# Excerpted text

[ofa-general] ***SPAM*** Re: [PATCH 8/8]: rds-tools: add new rds-ping utility
Olaf Kirch
okir at lst.de
Thu Apr 24 02:14:03 PDT 2008
From 01d43fd80fe8ca463ec01c073bf3d8c03c7daa26 Mon Sep 17 00:00:00 2001
From: Olaf Kirch <olaf.kirch at oracle.com>
Date: Thu, 24 Apr 2008 00:49:37 -0700
Subject: [PATCH] Add new rds-ping utility
This adds a new utility that acts a lot like the traditional ping
command, but uses RDS instead of ICMP. Its main purpose is to have
a simple tool to check the reachability of remote nodes.
The required kernel patch is posted separately.
Signed-off-by: Olaf Kirch <olaf.kirch at oracle.com>
---
Makefile.in | 3 +-
rds-ping.1 | 69 +++++++++++
rds-ping.c | 385 +++++++++++++++++++++++++++++++++++++++++++++++++++++++++++
3 files changed, 456 insertions(+), 1 deletions(-)
create mode 100644 rds-ping.1
create mode 100644 rds-ping.c
diff --git a/Makefile.in b/Makefile.in
index 7cad5f1..363bb58 100644
--- a/Makefile.in
+++ b/Makefile.in
@@ -24,7 +24,7 @@ else
COMMON_OBJECTS = $(subst .c,.o,$(filter-out pfhack.c,$(COMMON_SOURCES)))
endif
-PROGRAMS = rds-gen rds-sink rds-info rds-stress
+PROGRAMS = rds-gen rds-sink rds-info rds-stress rds-ping
all-programs: $(PROGRAMS)
@@ -65,6 +65,7 @@ EXTRA_DIST := rds-info.1 \
rds-gen.1 \
rds-sink.1 \
rds-stress.1 \
+ rds-ping.1 \
rds.7 \
rds-rdma.7 \
Makefile.in \
diff --git a/rds-ping.1 b/rds-ping.1
new file mode 100644
index 0000000..ae06787
--- /dev/null
+++ b/rds-ping.1
@@ -0,0 +1,69 @@
+.Dd Apr 22, 2008
+.Dt RDS-PING 1
+.Os
+.Sh NAME
+.Nm rds-ping
+.Nd test reachability of remote node over RDS
+.Pp
+.Sh SYNOPSIS
+.Nm rds-ping
+.Bk -words
+.Op Fl c Ar count
+.Op Fl i Ar interval
+.Op Fl I Ar local_addr
+.Ar remote_addr
+
+.Sh DESCRIPTION
+.Nm rds-ping
+is used to test whether a remote node is reachable over RDS.

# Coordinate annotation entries
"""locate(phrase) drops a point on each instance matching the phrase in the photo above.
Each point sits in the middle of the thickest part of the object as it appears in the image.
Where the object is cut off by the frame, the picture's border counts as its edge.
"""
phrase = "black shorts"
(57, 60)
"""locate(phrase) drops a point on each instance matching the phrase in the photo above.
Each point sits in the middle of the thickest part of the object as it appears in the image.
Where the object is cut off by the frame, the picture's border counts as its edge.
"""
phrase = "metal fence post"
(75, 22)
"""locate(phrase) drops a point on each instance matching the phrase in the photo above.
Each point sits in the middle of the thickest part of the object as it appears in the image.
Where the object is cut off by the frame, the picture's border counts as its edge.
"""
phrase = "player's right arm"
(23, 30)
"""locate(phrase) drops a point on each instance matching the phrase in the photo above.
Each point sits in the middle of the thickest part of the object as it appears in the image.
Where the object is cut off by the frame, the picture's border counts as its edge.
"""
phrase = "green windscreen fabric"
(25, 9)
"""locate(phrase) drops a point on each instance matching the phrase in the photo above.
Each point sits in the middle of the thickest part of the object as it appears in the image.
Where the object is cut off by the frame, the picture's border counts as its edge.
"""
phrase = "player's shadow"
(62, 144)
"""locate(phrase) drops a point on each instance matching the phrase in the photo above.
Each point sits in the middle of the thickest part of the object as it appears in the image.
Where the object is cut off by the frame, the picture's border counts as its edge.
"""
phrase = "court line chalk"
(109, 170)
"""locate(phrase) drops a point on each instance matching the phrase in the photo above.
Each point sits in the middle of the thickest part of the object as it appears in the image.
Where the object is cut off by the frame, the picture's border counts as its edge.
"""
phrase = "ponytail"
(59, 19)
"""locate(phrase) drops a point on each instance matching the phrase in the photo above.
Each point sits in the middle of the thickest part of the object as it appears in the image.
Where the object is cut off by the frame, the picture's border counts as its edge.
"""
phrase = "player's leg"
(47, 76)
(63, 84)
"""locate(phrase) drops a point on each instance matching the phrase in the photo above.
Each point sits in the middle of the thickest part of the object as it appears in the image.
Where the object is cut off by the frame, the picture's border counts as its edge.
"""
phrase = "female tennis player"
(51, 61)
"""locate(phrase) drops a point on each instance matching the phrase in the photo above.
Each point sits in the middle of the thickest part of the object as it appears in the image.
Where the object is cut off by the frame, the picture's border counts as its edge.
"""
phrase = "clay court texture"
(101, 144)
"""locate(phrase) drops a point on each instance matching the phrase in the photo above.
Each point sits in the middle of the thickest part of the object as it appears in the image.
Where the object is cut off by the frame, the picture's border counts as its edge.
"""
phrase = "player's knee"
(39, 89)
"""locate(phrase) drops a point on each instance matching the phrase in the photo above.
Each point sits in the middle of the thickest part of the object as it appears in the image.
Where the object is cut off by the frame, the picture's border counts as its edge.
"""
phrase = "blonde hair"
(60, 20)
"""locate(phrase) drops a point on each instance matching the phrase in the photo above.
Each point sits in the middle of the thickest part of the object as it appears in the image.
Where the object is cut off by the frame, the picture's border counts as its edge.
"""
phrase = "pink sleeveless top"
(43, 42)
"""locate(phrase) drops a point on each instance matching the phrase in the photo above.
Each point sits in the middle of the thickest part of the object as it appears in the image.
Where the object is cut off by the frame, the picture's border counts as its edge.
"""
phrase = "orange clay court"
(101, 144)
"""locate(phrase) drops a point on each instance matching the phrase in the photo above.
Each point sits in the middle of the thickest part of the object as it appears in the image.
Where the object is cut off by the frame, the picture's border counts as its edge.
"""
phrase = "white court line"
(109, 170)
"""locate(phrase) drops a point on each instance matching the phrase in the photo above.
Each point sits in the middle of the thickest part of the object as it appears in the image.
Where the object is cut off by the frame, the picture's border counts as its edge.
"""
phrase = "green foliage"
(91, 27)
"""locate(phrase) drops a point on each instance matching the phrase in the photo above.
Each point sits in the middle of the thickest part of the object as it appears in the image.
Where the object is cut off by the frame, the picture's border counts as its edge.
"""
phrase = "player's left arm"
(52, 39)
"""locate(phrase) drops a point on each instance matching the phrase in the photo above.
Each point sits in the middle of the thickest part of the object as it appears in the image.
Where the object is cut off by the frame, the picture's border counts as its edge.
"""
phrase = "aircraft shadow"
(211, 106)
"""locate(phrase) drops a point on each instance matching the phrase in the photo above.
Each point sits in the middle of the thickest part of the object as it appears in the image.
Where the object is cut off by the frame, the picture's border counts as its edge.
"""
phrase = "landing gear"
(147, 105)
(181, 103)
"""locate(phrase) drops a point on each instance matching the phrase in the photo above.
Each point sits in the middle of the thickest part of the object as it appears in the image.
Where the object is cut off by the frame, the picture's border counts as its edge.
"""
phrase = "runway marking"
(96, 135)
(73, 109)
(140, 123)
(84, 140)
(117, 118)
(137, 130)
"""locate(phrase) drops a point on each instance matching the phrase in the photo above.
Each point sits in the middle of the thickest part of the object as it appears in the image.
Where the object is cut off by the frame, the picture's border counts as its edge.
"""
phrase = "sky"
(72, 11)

# Problems to work on
1 – Extract the portion of the rds-ping patch that begins at the words "The required kernel" and stops after "insertions(+), 1 deletions(-)".
2 – Answer these questions using the rds-ping patch:
(a) What protocol does rds-ping use in place of ICMP?
(b) How many files does the patch change?
(c) What date appears on the .Dd line of the new manual page?
The entries play no part in what is asked here.

# Expected responses
1 –
The required kernel patch is posted separately.
Signed-off-by: Olaf Kirch <olaf.kirch at oracle.com>
---
Makefile.in | 3 +-
rds-ping.1 | 69 +++++++++++
rds-ping.c | 385 +++++++++++++++++++++++++++++++++++++++++++++++++++++++++++
3 files changed, 456 insertions(+), 1 deletions(-)

2 –
(a) RDS
(b) 3
(c) Apr 22, 2008